» Stated goal: List every line of the material that contains the string "metal".

Excerpts from a detection dataset
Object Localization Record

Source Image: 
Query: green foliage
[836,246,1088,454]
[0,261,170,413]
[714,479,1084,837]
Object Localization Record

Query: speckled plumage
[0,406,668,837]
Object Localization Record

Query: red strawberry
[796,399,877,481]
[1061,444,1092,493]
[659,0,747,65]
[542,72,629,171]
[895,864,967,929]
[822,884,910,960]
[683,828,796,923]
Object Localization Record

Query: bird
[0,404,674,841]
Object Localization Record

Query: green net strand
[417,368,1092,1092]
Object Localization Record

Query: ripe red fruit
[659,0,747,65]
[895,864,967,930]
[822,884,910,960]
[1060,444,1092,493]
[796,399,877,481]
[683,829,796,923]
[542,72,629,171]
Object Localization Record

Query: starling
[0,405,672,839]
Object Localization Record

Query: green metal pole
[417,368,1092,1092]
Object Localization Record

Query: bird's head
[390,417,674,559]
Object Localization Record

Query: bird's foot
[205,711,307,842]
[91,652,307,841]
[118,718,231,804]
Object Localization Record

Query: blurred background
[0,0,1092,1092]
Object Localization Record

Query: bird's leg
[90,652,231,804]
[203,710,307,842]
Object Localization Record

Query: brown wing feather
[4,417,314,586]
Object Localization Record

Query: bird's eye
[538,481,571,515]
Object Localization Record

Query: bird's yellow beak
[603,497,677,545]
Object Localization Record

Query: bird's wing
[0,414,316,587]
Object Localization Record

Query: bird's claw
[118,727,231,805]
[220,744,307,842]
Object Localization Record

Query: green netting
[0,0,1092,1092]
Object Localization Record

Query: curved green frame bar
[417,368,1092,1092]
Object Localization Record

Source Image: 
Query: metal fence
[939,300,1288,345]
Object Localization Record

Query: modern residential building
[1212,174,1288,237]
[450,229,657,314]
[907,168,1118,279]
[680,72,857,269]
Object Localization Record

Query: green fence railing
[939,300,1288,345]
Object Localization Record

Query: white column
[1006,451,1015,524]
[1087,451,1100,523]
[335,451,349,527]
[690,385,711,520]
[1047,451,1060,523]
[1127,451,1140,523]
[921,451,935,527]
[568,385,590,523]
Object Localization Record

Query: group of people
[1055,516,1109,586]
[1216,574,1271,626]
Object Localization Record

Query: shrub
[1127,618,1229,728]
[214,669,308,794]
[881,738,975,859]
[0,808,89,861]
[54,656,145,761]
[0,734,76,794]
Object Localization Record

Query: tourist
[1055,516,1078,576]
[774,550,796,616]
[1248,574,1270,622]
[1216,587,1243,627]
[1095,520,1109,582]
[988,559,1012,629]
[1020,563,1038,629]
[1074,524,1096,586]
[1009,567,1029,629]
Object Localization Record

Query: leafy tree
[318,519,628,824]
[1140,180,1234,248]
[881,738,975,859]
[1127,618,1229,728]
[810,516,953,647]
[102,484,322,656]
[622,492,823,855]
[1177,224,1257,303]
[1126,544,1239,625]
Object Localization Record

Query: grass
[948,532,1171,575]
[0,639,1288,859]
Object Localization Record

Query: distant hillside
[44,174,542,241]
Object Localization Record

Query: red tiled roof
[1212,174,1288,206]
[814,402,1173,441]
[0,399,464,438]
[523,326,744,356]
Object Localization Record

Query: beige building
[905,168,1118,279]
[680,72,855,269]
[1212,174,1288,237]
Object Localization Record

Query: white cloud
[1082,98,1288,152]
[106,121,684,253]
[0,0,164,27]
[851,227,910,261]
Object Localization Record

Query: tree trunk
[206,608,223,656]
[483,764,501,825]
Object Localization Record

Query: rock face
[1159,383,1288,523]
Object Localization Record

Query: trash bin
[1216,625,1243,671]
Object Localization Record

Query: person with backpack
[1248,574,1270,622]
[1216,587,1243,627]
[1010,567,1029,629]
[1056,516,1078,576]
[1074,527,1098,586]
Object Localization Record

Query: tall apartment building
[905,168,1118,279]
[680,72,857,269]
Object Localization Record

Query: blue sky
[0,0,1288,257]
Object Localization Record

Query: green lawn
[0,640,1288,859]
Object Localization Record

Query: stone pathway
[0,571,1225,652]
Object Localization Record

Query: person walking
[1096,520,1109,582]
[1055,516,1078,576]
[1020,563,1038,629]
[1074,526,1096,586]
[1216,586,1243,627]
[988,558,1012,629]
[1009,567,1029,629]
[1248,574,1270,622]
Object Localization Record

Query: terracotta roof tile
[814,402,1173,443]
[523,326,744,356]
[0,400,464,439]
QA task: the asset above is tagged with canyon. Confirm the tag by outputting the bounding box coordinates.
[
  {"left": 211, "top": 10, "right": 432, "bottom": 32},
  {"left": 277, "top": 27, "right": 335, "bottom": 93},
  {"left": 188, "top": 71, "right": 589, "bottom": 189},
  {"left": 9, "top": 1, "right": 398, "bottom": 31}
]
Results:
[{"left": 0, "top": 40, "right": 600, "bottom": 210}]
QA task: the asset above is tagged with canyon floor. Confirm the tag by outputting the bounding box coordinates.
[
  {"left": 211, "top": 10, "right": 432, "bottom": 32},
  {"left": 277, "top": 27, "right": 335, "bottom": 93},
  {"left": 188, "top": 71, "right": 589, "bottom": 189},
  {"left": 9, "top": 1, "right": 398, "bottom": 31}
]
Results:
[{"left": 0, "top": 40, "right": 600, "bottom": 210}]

» Written solution:
Query: green metal pole
Query: metal fence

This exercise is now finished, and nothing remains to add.